PROBLEM STATEMENT: All of the data needs to be repeated exactly.

DATA FOR THIS EXERCISE:

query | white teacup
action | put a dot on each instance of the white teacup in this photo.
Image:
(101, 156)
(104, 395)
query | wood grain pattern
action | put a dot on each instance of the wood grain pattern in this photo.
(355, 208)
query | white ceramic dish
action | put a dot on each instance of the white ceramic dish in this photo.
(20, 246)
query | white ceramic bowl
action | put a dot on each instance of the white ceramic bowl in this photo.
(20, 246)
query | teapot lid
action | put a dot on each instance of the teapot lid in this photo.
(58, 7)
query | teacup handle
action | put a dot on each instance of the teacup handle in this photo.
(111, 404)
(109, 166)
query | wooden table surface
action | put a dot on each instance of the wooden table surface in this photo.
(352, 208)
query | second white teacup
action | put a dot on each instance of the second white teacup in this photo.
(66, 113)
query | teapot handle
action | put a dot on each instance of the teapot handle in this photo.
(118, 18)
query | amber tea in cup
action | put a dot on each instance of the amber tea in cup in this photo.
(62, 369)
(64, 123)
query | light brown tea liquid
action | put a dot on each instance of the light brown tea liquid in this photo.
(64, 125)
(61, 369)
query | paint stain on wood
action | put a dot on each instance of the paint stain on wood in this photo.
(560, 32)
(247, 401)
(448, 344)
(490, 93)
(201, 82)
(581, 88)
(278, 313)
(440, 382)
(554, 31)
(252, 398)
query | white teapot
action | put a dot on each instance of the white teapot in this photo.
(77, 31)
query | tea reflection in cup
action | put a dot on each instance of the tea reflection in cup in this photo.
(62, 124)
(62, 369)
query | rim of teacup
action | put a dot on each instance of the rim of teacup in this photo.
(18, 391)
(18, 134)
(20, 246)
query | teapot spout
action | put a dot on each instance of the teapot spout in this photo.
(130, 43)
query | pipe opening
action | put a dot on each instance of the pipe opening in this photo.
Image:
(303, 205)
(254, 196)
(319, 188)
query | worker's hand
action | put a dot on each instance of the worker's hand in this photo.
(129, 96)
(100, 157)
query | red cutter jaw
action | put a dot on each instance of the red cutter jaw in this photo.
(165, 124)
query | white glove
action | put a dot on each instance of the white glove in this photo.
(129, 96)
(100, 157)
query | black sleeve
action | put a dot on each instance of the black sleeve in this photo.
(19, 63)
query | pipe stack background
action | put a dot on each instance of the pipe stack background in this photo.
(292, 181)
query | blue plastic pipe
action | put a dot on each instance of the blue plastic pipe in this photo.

ANSWER BELOW:
query | white teacup
action | put a dot on each instance of the white teacup in this photo.
Image:
(101, 156)
(104, 395)
query | wood grain pattern
action | put a dot on each instance of the wood grain pattern in this photo.
(355, 208)
query | white ceramic dish
action | put a dot on each instance of the white ceramic dish in this photo.
(20, 246)
query | white ceramic bowl
action | put a dot on each instance of the white ceramic bowl in this photo.
(20, 246)
query | teapot lid
action | put a dot on each instance of the teapot lid in this photo.
(58, 7)
query | teacup handle
action | put a dot on each instance of the teacup handle in this photo.
(111, 404)
(109, 166)
query | wooden table surface
action | put a dot on each instance of the wooden table surface in this photo.
(352, 208)
query | second white teacup
action | put a dot on each instance of the second white teacup in this photo.
(66, 113)
query | teapot handle
action | put a dot on each instance of the teapot handle in this photo.
(118, 18)
query | amber tea in cup
action | put a dot on each instance of the amber tea in cup in this photo.
(62, 369)
(64, 123)
query | light brown tea liquid
action | put a dot on each instance of the light brown tea liquid in this photo.
(64, 125)
(61, 369)
query | paint stain on wood
action | put a dot on each instance of the paint stain on wood in this photo.
(560, 32)
(247, 401)
(448, 344)
(490, 93)
(201, 82)
(581, 88)
(278, 313)
(440, 382)
(554, 31)
(252, 398)
query | white teapot
action | put a dot on each instance of the white teapot in this photo.
(77, 31)
query | tea reflection in cup
action | put a dot on each instance of the tea reflection in cup in this photo.
(62, 124)
(62, 369)
query | rim of teacup
action | put a dot on each instance of the rim of teacup in this photo.
(18, 391)
(18, 134)
(20, 246)
query | teapot spout
action | put a dot on each instance of the teapot spout in this photo.
(130, 43)
query | pipe opening
action | put a dot on each instance of the pipe opening in this photo.
Image:
(303, 205)
(254, 196)
(319, 188)
query | worker's hand
action | put a dot on each instance of the worker's hand in this photo.
(129, 96)
(100, 157)
query | red cutter jaw
action | put a dot on each instance of the red cutter jaw in this photo.
(165, 124)
query | white glove
action | put a dot on each instance of the white glove in this photo.
(129, 96)
(100, 157)
query | black sleeve
action | put a dot on each instance of the black sleeve in this photo.
(19, 63)
query | pipe stack background
action | put a dot on each instance of the pipe stack background in this photo.
(292, 181)
query | blue plastic pipe
action | put a dot on each instance of the blue plastic pipe in this photo.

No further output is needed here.